Stored data:
'''

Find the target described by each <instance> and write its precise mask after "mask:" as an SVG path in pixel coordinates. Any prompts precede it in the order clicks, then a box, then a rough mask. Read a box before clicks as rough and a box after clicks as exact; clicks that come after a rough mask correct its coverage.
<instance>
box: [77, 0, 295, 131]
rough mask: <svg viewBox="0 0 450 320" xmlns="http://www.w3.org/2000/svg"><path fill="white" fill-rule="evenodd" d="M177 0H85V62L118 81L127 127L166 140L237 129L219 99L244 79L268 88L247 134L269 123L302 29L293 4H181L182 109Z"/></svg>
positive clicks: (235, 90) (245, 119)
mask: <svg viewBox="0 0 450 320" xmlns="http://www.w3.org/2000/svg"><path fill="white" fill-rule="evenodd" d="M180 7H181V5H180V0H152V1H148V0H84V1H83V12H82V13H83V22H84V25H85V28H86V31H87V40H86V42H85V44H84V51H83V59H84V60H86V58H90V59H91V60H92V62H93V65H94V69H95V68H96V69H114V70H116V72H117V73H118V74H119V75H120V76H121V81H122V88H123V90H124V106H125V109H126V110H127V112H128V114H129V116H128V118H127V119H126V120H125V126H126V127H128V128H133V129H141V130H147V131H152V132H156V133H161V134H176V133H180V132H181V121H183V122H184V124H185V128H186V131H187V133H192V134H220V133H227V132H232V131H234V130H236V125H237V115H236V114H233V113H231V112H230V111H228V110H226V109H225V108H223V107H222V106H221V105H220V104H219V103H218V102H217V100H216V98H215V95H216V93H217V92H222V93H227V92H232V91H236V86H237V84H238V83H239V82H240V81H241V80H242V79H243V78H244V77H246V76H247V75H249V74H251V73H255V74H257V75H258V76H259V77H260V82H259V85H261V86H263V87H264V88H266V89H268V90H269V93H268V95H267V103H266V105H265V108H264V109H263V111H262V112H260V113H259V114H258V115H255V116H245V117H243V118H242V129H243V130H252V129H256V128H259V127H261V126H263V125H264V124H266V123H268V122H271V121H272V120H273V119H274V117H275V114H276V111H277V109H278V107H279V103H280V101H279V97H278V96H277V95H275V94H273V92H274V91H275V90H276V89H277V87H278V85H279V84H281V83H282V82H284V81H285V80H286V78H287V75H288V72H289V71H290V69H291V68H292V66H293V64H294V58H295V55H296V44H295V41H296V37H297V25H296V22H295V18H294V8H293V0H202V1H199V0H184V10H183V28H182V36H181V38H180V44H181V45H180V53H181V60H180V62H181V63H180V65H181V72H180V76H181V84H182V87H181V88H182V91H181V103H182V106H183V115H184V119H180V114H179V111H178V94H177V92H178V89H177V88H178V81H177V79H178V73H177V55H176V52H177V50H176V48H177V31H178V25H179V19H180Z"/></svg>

'''

WORK ITEM: With nothing left out, copy the data above exactly.

OUTPUT OF THE EXERCISE:
Find the target described by each <instance> and write its precise mask after "mask:" as an SVG path in pixel coordinates. Any prompts precede it in the order clicks, then a box, then a rough mask. Read a box before clicks as rough and a box after clicks as exact; clicks that come after a rough mask correct its coverage.
<instance>
box: [77, 0, 295, 131]
rough mask: <svg viewBox="0 0 450 320" xmlns="http://www.w3.org/2000/svg"><path fill="white" fill-rule="evenodd" d="M177 0H85V62L118 81L127 127L166 140L237 129L219 99L244 79L268 88L247 134L269 123L302 29L293 4H181L182 109Z"/></svg>
positive clicks: (235, 90) (245, 119)
mask: <svg viewBox="0 0 450 320" xmlns="http://www.w3.org/2000/svg"><path fill="white" fill-rule="evenodd" d="M180 7H181V5H180V0H152V1H148V0H84V1H83V12H82V13H83V22H84V25H85V28H86V31H87V40H86V42H85V44H84V51H83V59H84V60H86V58H90V59H91V60H92V62H93V65H94V69H95V68H96V69H114V70H116V72H117V73H118V74H119V75H120V76H121V81H122V88H123V90H124V106H125V109H126V110H127V112H128V114H129V116H128V118H127V119H126V120H125V126H126V127H128V128H133V129H141V130H147V131H152V132H156V133H161V134H176V133H180V132H181V121H183V122H184V124H185V128H186V131H187V133H192V134H220V133H227V132H232V131H234V130H236V125H237V115H236V114H233V113H231V112H230V111H228V110H226V109H225V108H223V107H222V106H221V105H220V104H219V103H218V102H217V100H216V98H215V95H216V93H217V92H222V93H227V92H232V91H236V86H237V84H238V83H239V82H240V81H241V80H242V79H243V78H244V77H246V76H247V75H249V74H251V73H255V74H257V75H258V76H259V77H260V82H259V85H261V86H263V87H264V88H266V89H268V90H269V93H268V95H267V103H266V105H265V108H264V109H263V111H262V112H260V113H259V114H258V115H255V116H245V117H243V118H242V129H243V130H252V129H256V128H259V127H261V126H263V125H264V124H266V123H268V122H271V121H272V120H273V119H274V117H275V114H276V111H277V109H278V107H279V103H280V101H279V97H278V96H277V95H275V94H273V92H274V91H275V90H276V89H277V87H278V85H279V84H281V83H282V82H284V81H285V80H286V78H287V75H288V72H289V71H290V69H291V68H292V66H293V64H294V58H295V55H296V44H295V41H296V37H297V25H296V22H295V18H294V8H293V0H202V1H199V0H184V10H183V28H182V36H181V38H180V44H181V45H180V53H181V60H180V62H181V63H180V65H181V72H180V76H181V84H182V87H181V88H182V91H181V103H182V106H183V115H184V119H180V114H179V111H178V94H177V92H178V89H177V88H178V81H177V79H178V73H177V55H176V52H177V50H176V48H177V31H178V25H179V19H180Z"/></svg>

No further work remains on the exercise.